Text section -
Indeed, by the last decade of the eighteenth century Boston had become the chief shipping port of the United States. In 1790 the arrivals from abroad at that port were 60 ships, 7 snows, 159 brigs, 170 schooners, 59 sloops, besides coasters estimated to number 1,220 sail. In the Independent Chronicle, of October 27, 1791, appears the item: "Upwards of seventy sail of vessels sailed from this port on Monday last, for all parts of the world." A descriptive sketch, written in 1794 and printed in the Massachusetts Historical Society collections, says of the appearance of the water front at that time:
"There are eighty wharves and quays, chiefly on the east side of the town. Of these the most distinguished is Boston pier, or the Long Wharf, which extends from the bottom of State Street 1,743 feet into the harbor. Here the principal navigation of the town is carried on; vessels of all burdens load and unload; and the London ships generally discharge their cargoes.... The harbor of Boston is at this date crowded with vessels. It is reckoned that not less than 450 sail of ships, brigs, schooners, sloops, and small craft are now in this port."

Data section -
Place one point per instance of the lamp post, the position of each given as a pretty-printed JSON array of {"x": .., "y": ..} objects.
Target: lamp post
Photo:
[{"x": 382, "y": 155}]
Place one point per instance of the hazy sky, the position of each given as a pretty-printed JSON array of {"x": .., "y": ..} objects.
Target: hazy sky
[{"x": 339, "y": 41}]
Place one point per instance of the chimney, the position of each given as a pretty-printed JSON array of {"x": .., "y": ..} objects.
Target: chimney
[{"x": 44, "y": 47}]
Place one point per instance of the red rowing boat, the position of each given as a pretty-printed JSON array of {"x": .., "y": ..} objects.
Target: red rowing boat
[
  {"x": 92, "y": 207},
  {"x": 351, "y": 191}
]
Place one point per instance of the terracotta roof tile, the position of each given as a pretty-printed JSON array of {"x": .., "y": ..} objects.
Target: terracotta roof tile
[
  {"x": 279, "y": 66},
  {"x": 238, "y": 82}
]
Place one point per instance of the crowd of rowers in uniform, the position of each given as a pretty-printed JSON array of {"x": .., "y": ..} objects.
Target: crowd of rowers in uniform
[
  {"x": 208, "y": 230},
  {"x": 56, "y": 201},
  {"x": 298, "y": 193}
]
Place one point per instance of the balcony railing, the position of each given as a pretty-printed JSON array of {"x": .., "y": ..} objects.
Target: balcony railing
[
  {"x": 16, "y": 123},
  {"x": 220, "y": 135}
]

What is required - Give back the full passage on Boston's shipping in the 1790s, word for word, with nothing left out or changed.

Exercise answer -
Indeed, by the last decade of the eighteenth century Boston had become the chief shipping port of the United States. In 1790 the arrivals from abroad at that port were 60 ships, 7 snows, 159 brigs, 170 schooners, 59 sloops, besides coasters estimated to number 1,220 sail. In the Independent Chronicle, of October 27, 1791, appears the item: "Upwards of seventy sail of vessels sailed from this port on Monday last, for all parts of the world." A descriptive sketch, written in 1794 and printed in the Massachusetts Historical Society collections, says of the appearance of the water front at that time:
"There are eighty wharves and quays, chiefly on the east side of the town. Of these the most distinguished is Boston pier, or the Long Wharf, which extends from the bottom of State Street 1,743 feet into the harbor. Here the principal navigation of the town is carried on; vessels of all burdens load and unload; and the London ships generally discharge their cargoes.... The harbor of Boston is at this date crowded with vessels. It is reckoned that not less than 450 sail of ships, brigs, schooners, sloops, and small craft are now in this port."